### Yazılı talep 1
Cezaevlerindeki sağlık hizmetleriyle ilgili metinde adı geçen kişiler kimlerdir? Hepsini metindeki adlarıyla sıralayın.
### Yazılı talep 2
Cezaevlerindeki sağlık hizmetleriyle ilgili metinde "bianet Türkiye İnsan" sözlerinin geçtiği yerden başlayan ve "sağlık uygulamalarını sordu." sözleriyle biten bölümü hiç değiştirmeden yazar mısınız?
━━ Okuma parçası
Ergenekon zanlısı olarak tutuklanan ve sağlık durumu kötüleşmesine rağmen tahliye edilmeyen Kuddisi Okkır’ın ölüm döşeğinde tahliye edilmesi ve kısa bir süre sonra hayatını kaybetmesi gözleri yeniden cezaevlerine çevirdi.
bianet Türkiye İnsan Hakları Vakfı (TİHV) genel sekreteri doktor Metin Bakkalcı ve İnsan Hakları Derneği (İHD) İstanbul Şubesi Yöneticisi ve Cezaevleri Komisyonu üyesi Sevim Kalman’a cezaevlerindeki sağlık uygulamalarını sordu.
Tutukluların hakları gözetilmeli
Cezaevlerindeki sağlık meselesinin her dönem ciddi bir problem olduğunu söyleyen Bakkalcı şöyle konuştu:
"Cezaevlerindeki insanların dışarıda olan insanlarla hakları aynıdır, aynı olmalıdır.Bir kişinin tutuklu olması onun bir insan olarak sağlık haklarından mahrum kalması anlamına gelmez. Sağlık müdahaleleri sırasında gizliliğe önem verilmeli, kişilik haklarına ve kişinin özerkliğine hürmet edilmeli ve bu ve hekimin bağımsız olarak mesleğini yerine getirmesi sağlanmalıdır.”
Bu sorun sadece Zavar ve Okkır sorunu değil
“Adalet bakanlığının hekim istihdamındaki aksamalarını, cezaevi görevli personeli ve finansman konusunda problemler yaşadığını bildiklerini” söyleyen Bakkalcı bu problemlerin ötesinde ortaya çıkan gerçeklikleri şöyle sıraladı:
“Bu teknik problemler ve zihniyet problemleri nedeniyle cezaevlerindeki insanlar düzgün sağlık hizmeti alamıyorlar. İnsanlar ihtiyaç duyduğunda hekime ulaşamıyor. Hekime ulaştığında gerekli tıbbi yardımı almakta ve sevklerde ciddi bir problemle karşılaşıyorlar.
Bu sevkler bir şekilde gerçekleştiğinde ilgili sağlık kurumlarının cezaevlerinden gelenlere karşı ayrılan üniteler yetersiz. Bağımsızlığı ortadan kaldıran bir ortam var. İnsan olarak baktığımızda görünmeyen bir süreç sonucunda hekimler mesleklerinin gerekliliklerini yerine getiremiyorlar.”
━━━━
━━ Gösterilen veriler
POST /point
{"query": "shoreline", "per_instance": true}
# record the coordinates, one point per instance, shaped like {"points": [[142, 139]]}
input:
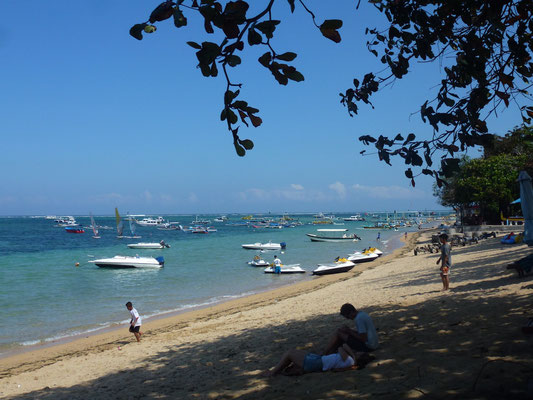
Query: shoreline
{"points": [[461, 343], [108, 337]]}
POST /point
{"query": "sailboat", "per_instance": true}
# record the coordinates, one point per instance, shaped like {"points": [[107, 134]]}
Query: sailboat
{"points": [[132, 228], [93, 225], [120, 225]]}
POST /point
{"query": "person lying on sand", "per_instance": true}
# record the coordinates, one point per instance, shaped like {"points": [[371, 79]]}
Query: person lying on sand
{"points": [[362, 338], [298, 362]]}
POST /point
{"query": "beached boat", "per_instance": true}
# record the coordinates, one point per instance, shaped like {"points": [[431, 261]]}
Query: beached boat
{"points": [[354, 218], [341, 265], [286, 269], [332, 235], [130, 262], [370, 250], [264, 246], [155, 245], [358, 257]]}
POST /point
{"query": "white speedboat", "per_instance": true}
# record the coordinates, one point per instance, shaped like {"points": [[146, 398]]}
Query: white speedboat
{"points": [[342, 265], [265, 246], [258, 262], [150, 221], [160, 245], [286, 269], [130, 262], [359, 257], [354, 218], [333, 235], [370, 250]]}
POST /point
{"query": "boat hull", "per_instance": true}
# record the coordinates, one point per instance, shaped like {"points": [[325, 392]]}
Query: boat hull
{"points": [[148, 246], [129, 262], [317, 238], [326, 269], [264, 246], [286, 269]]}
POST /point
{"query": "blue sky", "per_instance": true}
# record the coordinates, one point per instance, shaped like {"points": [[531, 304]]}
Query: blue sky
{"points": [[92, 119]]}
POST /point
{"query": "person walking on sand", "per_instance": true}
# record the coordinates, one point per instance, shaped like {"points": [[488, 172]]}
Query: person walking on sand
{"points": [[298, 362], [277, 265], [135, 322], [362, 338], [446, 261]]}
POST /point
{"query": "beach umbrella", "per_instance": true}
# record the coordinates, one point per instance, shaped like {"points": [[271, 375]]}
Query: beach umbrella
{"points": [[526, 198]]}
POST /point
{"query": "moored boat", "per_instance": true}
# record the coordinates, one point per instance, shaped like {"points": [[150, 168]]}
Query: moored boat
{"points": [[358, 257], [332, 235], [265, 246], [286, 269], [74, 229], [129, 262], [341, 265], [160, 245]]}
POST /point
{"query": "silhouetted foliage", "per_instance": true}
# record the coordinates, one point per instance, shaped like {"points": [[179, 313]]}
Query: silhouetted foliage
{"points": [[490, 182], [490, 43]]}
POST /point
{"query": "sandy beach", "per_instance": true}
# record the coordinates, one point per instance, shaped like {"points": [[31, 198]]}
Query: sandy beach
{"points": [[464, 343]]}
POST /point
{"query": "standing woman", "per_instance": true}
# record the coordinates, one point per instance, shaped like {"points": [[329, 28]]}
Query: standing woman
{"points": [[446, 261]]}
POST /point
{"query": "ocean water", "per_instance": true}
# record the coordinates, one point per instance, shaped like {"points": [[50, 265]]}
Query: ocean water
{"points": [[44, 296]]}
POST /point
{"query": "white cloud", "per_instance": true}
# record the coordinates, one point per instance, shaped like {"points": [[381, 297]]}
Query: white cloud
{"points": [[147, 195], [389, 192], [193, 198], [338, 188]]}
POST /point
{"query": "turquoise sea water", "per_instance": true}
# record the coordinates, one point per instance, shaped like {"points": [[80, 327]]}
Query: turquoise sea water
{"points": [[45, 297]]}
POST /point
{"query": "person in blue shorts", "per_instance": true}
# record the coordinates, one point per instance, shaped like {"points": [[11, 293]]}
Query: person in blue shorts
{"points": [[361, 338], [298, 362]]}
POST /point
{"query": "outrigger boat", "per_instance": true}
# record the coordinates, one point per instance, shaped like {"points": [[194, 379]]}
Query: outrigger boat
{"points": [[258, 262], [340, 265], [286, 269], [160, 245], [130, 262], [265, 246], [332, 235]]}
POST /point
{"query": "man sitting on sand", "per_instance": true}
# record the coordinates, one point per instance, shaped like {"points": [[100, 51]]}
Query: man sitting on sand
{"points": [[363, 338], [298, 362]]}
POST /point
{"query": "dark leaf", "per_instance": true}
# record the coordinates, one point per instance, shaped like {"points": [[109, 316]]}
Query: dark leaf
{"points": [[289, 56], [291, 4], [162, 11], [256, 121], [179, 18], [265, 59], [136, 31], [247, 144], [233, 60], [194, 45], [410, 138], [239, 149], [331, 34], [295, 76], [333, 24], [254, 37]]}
━━━━
### Doğru yanıt 1
Kuddisi Okkır
Metin Bakkalcı
Sevim Kalman
Zavar

### Doğru yanıt 2
bianet Türkiye İnsan Hakları Vakfı (TİHV) genel sekreteri doktor Metin Bakkalcı ve İnsan Hakları Derneği (İHD) İstanbul Şubesi Yöneticisi ve Cezaevleri Komisyonu üyesi Sevim Kalman’a cezaevlerindeki sağlık uygulamalarını sordu.